EXERCISE DIRECTIONS - Output every line of the entries from the line containing "Where can you spot the chimney in" through the last, exactly, with no other content.

PROVIDED DATA -
_____

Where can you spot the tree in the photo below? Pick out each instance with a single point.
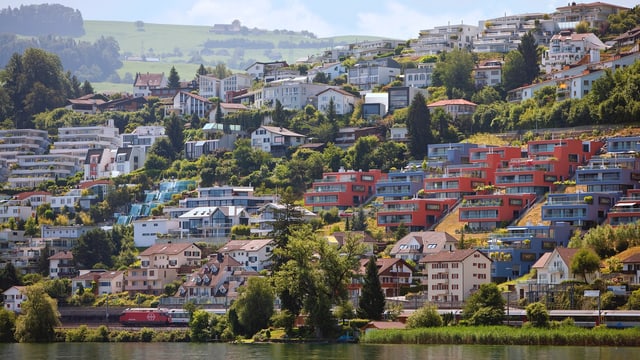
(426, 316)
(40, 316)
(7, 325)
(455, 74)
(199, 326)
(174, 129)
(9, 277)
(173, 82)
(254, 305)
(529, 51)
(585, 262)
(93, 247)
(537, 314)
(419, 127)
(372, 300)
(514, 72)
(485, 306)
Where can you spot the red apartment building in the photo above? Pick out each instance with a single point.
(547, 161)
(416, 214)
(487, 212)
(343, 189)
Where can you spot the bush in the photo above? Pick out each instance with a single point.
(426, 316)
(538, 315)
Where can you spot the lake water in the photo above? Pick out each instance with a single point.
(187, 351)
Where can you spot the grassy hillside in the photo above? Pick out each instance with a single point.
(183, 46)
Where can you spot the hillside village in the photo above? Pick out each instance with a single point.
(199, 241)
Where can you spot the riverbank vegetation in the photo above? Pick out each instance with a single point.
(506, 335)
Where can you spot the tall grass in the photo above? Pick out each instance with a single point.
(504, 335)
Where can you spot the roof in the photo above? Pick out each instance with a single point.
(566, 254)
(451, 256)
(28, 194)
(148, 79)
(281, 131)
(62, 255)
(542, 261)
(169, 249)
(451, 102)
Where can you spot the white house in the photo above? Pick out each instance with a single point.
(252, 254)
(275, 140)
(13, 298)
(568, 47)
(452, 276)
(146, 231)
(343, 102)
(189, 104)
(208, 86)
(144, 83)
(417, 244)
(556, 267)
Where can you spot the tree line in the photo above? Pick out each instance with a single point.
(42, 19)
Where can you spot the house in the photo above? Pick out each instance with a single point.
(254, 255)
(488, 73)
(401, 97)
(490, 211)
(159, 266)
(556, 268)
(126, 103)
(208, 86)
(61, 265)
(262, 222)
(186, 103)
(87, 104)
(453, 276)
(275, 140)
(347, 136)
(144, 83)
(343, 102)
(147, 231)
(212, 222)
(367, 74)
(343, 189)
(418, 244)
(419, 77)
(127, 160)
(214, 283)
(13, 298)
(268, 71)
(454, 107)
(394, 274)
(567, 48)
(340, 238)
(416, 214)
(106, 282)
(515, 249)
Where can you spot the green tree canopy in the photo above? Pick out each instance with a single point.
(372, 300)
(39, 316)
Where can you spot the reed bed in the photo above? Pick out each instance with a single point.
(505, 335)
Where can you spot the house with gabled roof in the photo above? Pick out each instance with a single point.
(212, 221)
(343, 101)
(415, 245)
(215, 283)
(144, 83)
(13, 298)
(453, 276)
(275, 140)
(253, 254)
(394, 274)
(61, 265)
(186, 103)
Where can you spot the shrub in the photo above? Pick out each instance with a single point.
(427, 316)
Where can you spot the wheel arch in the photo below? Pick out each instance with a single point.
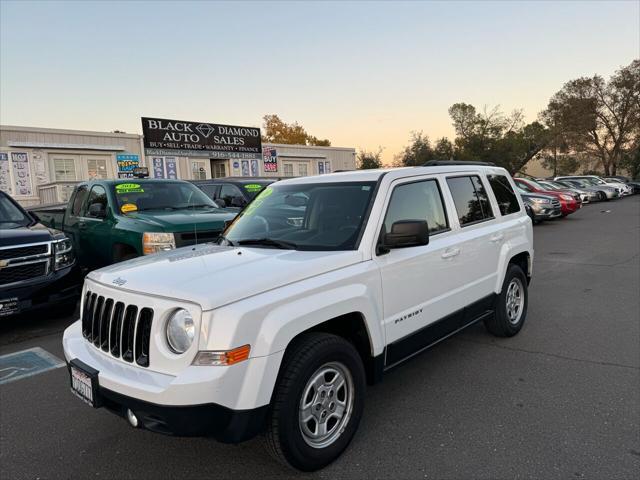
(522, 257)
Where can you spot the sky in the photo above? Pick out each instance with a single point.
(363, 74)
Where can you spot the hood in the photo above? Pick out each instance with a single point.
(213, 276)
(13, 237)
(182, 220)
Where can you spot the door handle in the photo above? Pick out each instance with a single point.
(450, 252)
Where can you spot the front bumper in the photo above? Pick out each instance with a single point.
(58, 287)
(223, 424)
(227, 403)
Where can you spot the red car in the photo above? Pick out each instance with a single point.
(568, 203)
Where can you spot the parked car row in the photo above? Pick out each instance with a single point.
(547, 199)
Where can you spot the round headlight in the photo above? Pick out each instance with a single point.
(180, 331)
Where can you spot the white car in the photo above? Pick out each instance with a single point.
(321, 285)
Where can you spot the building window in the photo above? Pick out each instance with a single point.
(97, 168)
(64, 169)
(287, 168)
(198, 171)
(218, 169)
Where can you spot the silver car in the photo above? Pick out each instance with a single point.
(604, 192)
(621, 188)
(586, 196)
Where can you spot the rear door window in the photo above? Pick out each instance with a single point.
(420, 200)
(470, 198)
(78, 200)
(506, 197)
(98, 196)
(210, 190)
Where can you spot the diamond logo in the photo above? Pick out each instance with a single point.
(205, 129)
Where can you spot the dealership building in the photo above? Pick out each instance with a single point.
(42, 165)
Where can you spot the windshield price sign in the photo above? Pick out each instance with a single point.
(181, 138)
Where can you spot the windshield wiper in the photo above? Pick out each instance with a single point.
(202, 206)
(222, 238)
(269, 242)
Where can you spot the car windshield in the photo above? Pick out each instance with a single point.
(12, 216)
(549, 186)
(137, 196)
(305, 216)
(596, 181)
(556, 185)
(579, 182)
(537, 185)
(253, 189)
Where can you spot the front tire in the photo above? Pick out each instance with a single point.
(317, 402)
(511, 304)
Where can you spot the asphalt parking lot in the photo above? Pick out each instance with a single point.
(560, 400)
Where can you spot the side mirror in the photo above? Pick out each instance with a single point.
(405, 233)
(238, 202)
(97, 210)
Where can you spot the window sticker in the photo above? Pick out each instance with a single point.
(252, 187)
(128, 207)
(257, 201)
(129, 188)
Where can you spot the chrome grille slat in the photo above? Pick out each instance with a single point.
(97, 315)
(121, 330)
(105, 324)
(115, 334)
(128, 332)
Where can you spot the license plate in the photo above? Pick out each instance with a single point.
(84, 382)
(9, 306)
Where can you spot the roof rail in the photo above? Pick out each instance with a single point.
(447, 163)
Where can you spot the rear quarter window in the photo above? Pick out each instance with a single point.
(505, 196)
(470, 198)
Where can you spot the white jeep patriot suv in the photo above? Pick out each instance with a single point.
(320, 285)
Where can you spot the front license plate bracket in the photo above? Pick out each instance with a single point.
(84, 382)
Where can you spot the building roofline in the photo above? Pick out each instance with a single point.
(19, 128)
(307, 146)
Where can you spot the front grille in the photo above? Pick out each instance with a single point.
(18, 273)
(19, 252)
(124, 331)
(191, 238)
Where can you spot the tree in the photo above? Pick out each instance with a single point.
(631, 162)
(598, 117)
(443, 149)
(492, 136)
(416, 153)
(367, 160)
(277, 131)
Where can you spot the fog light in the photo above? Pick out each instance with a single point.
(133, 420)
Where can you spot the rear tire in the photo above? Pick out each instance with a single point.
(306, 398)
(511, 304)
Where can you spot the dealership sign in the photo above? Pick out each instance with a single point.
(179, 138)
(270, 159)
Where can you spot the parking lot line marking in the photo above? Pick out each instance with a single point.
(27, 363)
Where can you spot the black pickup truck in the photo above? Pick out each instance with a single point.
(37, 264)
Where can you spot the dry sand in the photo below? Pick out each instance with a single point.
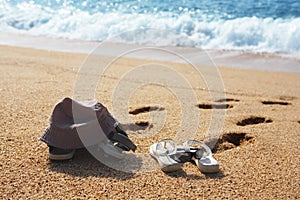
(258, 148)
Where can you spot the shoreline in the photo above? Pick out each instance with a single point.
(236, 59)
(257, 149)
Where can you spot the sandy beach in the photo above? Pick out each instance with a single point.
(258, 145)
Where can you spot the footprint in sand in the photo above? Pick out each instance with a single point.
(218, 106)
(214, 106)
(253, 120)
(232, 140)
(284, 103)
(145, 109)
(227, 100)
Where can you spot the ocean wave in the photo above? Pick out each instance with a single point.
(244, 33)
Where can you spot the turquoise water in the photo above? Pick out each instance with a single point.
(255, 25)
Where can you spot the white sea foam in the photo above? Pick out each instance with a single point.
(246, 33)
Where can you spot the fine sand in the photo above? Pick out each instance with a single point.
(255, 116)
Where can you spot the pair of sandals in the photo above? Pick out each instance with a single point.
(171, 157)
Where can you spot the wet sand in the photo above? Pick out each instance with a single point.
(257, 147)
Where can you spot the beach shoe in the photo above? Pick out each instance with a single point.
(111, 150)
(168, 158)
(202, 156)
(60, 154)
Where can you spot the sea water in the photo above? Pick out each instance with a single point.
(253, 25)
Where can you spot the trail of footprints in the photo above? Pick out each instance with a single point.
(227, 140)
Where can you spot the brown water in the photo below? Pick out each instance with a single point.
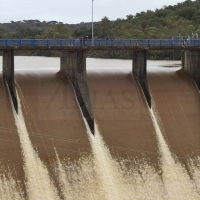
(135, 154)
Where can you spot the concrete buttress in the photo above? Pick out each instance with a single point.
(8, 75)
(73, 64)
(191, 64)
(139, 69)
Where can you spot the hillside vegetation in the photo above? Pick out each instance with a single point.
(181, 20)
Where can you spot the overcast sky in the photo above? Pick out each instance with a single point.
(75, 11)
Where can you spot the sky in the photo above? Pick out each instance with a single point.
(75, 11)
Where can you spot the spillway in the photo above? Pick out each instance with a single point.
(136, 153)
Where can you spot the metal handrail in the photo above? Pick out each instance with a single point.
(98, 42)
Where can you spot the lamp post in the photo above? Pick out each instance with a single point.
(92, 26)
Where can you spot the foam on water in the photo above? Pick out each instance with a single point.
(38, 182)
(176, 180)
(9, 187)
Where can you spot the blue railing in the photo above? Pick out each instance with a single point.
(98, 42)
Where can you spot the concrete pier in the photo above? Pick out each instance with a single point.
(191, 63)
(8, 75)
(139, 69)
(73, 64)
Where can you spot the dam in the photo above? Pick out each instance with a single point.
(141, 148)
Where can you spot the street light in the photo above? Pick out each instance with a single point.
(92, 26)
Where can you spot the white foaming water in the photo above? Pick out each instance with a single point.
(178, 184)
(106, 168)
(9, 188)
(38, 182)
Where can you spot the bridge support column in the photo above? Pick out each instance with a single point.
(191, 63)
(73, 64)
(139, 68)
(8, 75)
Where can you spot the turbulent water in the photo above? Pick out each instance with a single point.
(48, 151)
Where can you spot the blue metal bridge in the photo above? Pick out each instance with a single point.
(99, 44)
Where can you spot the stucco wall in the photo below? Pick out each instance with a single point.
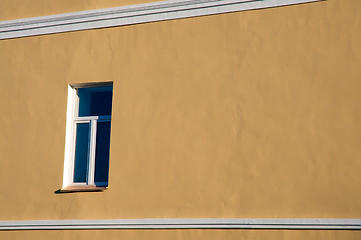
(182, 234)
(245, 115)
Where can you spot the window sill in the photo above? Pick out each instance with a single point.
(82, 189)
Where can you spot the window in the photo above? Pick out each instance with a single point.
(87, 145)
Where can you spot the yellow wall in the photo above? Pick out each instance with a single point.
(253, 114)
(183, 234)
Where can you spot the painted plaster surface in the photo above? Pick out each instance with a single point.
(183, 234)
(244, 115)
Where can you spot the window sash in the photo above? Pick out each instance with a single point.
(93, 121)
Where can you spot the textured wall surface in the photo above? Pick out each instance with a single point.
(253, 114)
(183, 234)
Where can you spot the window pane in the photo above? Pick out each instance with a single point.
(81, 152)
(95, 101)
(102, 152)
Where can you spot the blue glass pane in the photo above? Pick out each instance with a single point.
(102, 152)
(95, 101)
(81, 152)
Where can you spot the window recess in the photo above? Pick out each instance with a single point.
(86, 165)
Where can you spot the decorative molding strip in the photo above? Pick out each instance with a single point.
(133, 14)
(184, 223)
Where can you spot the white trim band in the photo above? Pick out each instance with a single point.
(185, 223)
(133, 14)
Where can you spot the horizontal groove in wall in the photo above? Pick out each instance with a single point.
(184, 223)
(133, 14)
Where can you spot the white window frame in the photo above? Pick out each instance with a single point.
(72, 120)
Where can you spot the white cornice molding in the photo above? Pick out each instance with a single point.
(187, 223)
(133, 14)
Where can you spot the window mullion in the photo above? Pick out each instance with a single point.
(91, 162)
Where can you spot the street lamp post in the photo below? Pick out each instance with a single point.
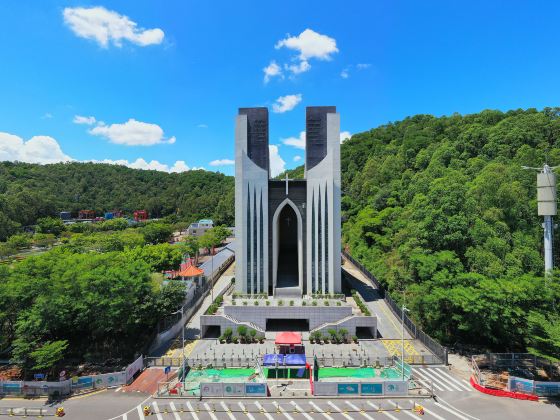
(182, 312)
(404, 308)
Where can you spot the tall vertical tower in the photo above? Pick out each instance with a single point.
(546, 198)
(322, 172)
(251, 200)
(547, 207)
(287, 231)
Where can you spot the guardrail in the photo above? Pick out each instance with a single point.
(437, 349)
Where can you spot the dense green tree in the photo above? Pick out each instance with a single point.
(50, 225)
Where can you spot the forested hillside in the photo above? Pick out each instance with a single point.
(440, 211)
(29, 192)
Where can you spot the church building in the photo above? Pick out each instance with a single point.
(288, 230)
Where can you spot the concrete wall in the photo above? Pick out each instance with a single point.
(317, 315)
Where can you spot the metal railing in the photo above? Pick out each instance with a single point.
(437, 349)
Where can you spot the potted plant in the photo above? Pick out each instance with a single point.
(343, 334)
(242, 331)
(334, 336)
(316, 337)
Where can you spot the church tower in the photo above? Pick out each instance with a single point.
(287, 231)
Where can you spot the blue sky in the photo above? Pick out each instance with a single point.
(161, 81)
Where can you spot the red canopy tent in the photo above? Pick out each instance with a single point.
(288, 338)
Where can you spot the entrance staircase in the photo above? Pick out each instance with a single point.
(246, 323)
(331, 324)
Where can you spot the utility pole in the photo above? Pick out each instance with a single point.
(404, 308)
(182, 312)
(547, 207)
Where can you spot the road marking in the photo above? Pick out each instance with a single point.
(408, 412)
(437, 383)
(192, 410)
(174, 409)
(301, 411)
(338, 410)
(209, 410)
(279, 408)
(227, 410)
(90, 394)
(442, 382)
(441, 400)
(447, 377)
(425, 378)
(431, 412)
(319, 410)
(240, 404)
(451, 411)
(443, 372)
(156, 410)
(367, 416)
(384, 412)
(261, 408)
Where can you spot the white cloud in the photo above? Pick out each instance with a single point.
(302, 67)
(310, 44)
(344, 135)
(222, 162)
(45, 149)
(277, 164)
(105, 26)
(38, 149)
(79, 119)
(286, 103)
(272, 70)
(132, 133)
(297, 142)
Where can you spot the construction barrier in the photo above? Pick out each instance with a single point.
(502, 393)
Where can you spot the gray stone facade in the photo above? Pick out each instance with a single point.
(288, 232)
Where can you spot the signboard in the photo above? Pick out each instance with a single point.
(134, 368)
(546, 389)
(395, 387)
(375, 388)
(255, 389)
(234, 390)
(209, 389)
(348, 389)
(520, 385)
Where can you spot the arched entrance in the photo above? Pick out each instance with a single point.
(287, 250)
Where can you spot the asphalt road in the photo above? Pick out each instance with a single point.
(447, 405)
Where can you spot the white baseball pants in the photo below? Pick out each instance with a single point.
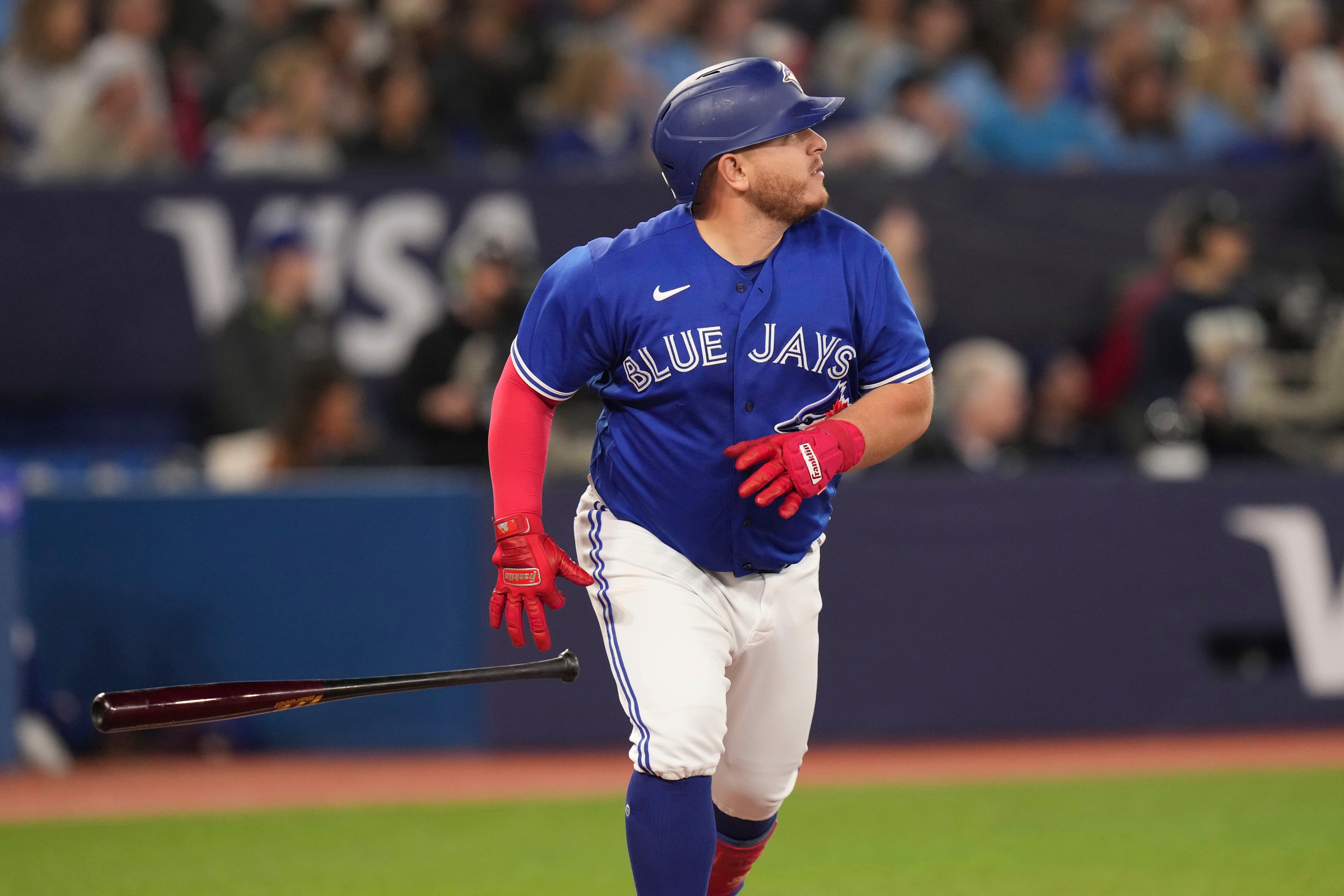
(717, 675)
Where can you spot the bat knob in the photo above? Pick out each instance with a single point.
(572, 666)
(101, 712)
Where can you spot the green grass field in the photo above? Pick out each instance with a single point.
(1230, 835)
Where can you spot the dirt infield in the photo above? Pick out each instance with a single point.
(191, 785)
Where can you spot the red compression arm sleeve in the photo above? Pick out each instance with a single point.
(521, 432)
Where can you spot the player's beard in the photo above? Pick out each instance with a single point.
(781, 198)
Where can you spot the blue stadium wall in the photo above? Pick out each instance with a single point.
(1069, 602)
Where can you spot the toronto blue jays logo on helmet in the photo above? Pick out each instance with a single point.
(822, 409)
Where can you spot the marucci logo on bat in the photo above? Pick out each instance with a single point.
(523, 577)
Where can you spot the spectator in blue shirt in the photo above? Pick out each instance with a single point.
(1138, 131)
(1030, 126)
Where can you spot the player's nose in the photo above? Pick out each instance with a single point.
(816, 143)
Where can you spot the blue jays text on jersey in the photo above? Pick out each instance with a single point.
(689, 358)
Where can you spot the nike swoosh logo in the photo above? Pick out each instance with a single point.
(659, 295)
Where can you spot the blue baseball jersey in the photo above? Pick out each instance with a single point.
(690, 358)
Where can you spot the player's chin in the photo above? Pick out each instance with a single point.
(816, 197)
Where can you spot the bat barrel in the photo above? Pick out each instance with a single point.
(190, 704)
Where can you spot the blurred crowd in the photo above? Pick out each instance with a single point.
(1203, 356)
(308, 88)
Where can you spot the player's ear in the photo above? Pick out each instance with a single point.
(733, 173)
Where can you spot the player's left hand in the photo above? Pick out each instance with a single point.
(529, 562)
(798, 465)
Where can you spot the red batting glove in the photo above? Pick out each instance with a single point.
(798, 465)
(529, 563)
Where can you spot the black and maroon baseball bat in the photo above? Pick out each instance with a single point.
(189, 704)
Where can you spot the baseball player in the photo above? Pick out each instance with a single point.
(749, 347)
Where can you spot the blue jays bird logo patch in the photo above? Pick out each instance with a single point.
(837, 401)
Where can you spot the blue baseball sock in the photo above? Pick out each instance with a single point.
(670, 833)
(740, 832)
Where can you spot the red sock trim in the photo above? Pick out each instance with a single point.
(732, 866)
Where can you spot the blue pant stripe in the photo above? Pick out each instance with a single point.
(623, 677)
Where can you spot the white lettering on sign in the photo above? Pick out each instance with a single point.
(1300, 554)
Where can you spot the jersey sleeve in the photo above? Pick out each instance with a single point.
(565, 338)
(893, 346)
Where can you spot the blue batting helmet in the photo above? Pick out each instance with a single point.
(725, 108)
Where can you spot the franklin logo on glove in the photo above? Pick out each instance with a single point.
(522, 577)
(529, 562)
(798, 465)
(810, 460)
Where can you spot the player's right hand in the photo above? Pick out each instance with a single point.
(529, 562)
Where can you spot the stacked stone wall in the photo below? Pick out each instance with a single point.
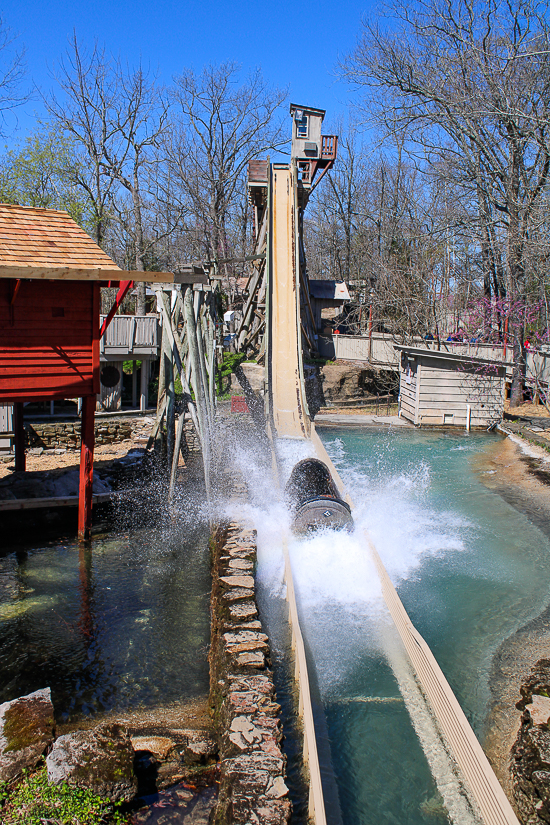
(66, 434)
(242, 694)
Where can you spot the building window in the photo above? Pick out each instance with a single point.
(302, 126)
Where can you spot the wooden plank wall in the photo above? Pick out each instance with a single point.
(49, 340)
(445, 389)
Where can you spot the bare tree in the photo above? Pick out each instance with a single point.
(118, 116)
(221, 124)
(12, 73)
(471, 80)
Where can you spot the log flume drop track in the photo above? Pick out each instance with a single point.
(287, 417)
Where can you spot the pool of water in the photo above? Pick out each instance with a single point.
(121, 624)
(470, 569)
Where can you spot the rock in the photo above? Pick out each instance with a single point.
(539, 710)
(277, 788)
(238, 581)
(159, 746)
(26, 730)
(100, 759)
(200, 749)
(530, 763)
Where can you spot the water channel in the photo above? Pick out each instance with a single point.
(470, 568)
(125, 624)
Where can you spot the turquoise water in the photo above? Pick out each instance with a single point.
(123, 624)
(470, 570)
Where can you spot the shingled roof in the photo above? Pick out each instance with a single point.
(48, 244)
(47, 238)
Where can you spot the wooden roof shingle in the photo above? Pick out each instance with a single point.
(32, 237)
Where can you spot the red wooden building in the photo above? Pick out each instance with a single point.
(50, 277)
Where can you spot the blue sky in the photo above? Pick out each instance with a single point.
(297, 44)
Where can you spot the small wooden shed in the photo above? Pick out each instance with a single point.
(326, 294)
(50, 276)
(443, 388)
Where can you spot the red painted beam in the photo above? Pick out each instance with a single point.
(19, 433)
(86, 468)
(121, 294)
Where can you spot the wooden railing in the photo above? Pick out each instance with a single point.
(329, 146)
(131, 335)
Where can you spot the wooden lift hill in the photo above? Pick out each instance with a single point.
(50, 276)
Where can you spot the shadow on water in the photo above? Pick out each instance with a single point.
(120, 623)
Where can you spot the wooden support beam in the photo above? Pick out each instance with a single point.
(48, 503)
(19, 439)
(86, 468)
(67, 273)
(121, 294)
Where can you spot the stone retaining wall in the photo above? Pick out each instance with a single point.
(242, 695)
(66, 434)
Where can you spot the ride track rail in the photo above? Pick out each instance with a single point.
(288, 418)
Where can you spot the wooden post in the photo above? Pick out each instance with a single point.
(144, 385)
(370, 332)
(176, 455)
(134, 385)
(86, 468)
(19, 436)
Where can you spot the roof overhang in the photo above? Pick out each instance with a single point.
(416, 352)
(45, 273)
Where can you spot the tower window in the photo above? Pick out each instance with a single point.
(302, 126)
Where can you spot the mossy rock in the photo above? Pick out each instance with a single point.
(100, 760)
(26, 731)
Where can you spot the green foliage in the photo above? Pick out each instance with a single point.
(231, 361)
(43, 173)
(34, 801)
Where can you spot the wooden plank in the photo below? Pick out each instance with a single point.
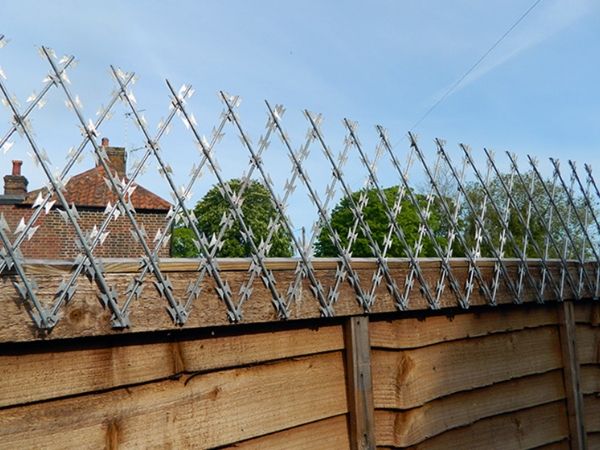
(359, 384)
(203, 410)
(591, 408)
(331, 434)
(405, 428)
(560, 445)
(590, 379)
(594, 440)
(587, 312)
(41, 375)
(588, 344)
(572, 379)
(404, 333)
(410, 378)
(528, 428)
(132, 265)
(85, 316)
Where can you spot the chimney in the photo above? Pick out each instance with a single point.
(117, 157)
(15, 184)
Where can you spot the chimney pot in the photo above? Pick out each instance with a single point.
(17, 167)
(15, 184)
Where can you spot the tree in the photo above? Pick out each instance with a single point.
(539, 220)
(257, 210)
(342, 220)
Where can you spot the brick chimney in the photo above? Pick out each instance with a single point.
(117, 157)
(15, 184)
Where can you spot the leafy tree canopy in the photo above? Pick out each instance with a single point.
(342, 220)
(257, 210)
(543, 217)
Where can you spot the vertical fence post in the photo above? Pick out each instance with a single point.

_____

IN RESPONSE -
Where can you spot the chimney in the photo above? Pick out each instance with a single point.
(117, 157)
(15, 184)
Where can you spot the chimney pot in the photo above? Pick out each instance with a single point.
(17, 167)
(15, 184)
Where can you spot the tree in the photo above? Pick out each instance with a single point.
(539, 220)
(257, 210)
(342, 220)
Where can you spot the brick chimney in the photo above? Pick out each instance with a single point.
(117, 157)
(15, 184)
Where can you spot the leafy tree canopy in the photo above? Pick out each instance with a single point.
(342, 220)
(257, 210)
(543, 217)
Where can you spot the vertical fence post in the photo above? Pick out each instance with a single point.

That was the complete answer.